Update the items below by replacing "mark one point" with "place one point" throughout, leaving everything else unchanged.

SUPPLIED DATA -

═══

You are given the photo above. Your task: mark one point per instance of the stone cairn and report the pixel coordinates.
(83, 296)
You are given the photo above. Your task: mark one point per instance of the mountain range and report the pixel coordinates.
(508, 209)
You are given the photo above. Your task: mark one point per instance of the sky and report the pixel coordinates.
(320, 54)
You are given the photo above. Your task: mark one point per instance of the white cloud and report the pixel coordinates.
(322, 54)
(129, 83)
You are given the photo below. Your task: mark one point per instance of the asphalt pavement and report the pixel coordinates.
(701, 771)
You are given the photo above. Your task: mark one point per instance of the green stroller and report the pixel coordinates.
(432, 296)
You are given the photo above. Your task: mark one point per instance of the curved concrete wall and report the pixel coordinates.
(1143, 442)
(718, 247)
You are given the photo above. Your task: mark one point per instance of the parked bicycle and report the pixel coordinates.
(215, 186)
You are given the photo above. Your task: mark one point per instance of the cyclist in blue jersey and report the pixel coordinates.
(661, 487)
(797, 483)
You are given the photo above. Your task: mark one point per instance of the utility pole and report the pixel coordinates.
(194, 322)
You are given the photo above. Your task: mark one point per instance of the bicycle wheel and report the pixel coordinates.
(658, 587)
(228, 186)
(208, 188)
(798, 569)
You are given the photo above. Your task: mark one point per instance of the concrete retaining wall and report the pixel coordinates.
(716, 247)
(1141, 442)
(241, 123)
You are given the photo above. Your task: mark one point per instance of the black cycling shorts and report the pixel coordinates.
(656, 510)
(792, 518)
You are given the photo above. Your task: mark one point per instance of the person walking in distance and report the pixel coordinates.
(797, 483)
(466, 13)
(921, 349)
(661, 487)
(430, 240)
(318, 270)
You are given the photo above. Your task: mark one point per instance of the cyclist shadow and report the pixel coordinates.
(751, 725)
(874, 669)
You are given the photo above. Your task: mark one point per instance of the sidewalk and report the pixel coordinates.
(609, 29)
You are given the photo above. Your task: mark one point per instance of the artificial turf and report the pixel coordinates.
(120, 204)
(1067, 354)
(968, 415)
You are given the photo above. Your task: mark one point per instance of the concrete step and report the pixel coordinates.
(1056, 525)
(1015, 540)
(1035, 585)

═══

TASK SOLUTION -
You are given the photo above. Your task: place one point per instance of the stone cairn and report the pixel coordinates.
(83, 296)
You are given the photo above. Your task: place one point per instance of the mountain range and report the pixel coordinates.
(508, 209)
You are given the photo above. Your task: place one point per instance of the sky and report the pixel coordinates.
(320, 54)
You are given the photo above. Your task: place one point per instance of the white cloud and report the pixel coordinates.
(322, 54)
(129, 83)
You are given the photo below. Your task: place one point per instance of the asphalt pavement and report the pixel coordinates.
(701, 771)
You are given the photo above. Your task: place one point per instance of the green stroller and report the pixel coordinates.
(432, 296)
You are given the photo above. Your task: place one point per instance of the curved concrete wall and report the pixel coordinates.
(1143, 442)
(718, 247)
You are given the photo above. Your task: place one point per instance of the parked bicycle and report the pixel coordinates.
(215, 186)
You are given the photo above. Your task: place one point per instance of the cyclist in blue jersey and report the pixel coordinates.
(661, 487)
(797, 483)
You are given the photo above. Your task: place one point per instance of the utility pole and report the pixel coordinates.
(194, 322)
You are given the photo above. Your task: place one point per instance of the bicycle wheel and report the pixel coordinates.
(658, 587)
(228, 186)
(208, 188)
(798, 569)
You are given the photo above. Your task: place one point per instance of the concrete retaining wall and report the pixel coordinates.
(716, 247)
(1141, 442)
(241, 123)
You are given the photo above. Your task: place one point per instance of the black cycling shorts and report the pixel coordinates.
(656, 510)
(792, 518)
You are given the photo above. Your task: place one point per instance of the person walking in distance and report the pixel coordinates.
(797, 483)
(466, 13)
(921, 349)
(661, 487)
(430, 240)
(318, 270)
You are given the photo above. Your task: place one point per instance of the cyclist shadow and report the pixel coordinates.
(751, 725)
(874, 669)
You are given the photo above. Your task: place one point per instance of the sidewalk and report the pixel coordinates.
(609, 29)
You are given the photo above. Your task: place one point per instance of the artificial turf and report the pixel coordinates.
(120, 204)
(1067, 354)
(968, 415)
You are given the photo above. Your task: place one point per instance of the concrete step and report the pixel coordinates.
(1056, 525)
(1015, 540)
(1035, 585)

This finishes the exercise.